→ Instruction:
Locate each line in the items below that contains the string "waving" and copy those lines out. Case counts.

→ Available records:
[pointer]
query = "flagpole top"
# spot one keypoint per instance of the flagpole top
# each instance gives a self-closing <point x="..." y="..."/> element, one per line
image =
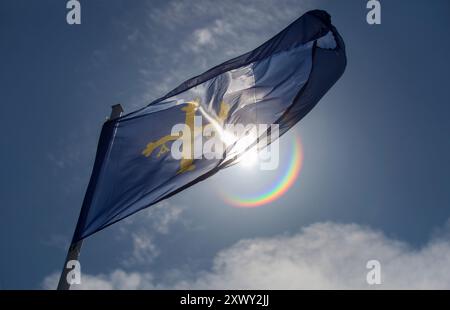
<point x="116" y="111"/>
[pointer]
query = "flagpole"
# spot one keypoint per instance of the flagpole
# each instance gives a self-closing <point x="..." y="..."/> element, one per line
<point x="75" y="248"/>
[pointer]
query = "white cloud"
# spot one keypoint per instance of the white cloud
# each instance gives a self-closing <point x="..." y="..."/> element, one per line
<point x="321" y="256"/>
<point x="144" y="229"/>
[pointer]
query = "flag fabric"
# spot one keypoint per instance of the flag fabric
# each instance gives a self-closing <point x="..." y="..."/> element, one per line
<point x="277" y="83"/>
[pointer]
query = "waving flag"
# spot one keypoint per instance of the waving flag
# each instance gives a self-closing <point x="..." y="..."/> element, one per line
<point x="277" y="83"/>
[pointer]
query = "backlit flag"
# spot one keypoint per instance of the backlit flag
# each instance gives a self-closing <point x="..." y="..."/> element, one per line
<point x="277" y="83"/>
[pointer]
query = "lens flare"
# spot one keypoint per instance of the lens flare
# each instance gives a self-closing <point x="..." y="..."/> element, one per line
<point x="279" y="188"/>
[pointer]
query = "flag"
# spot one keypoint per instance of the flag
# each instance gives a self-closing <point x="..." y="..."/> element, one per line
<point x="277" y="83"/>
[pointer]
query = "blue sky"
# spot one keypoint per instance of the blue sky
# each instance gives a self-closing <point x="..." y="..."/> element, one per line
<point x="375" y="181"/>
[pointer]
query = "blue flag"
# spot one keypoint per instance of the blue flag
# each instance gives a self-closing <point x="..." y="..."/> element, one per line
<point x="277" y="83"/>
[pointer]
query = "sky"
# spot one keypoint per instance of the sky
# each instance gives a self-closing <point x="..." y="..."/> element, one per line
<point x="375" y="177"/>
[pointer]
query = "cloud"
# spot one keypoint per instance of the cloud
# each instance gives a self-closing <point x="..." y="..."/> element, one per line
<point x="320" y="256"/>
<point x="143" y="230"/>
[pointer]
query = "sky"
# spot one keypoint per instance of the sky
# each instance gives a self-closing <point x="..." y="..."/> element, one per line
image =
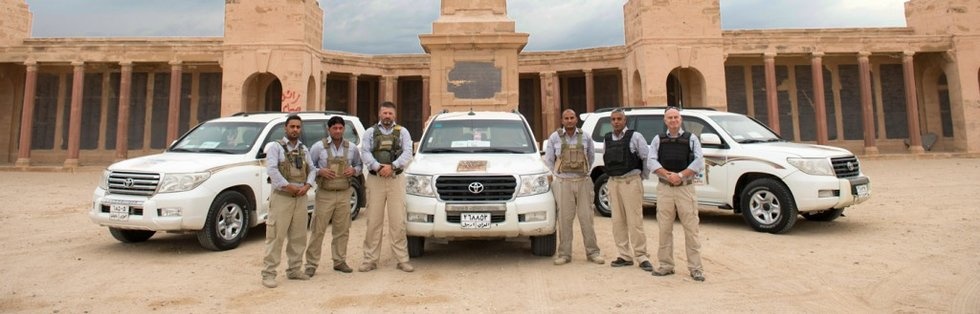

→ Solution to the problem:
query = "waving flag"
# spot one keypoint per instance of the waving flag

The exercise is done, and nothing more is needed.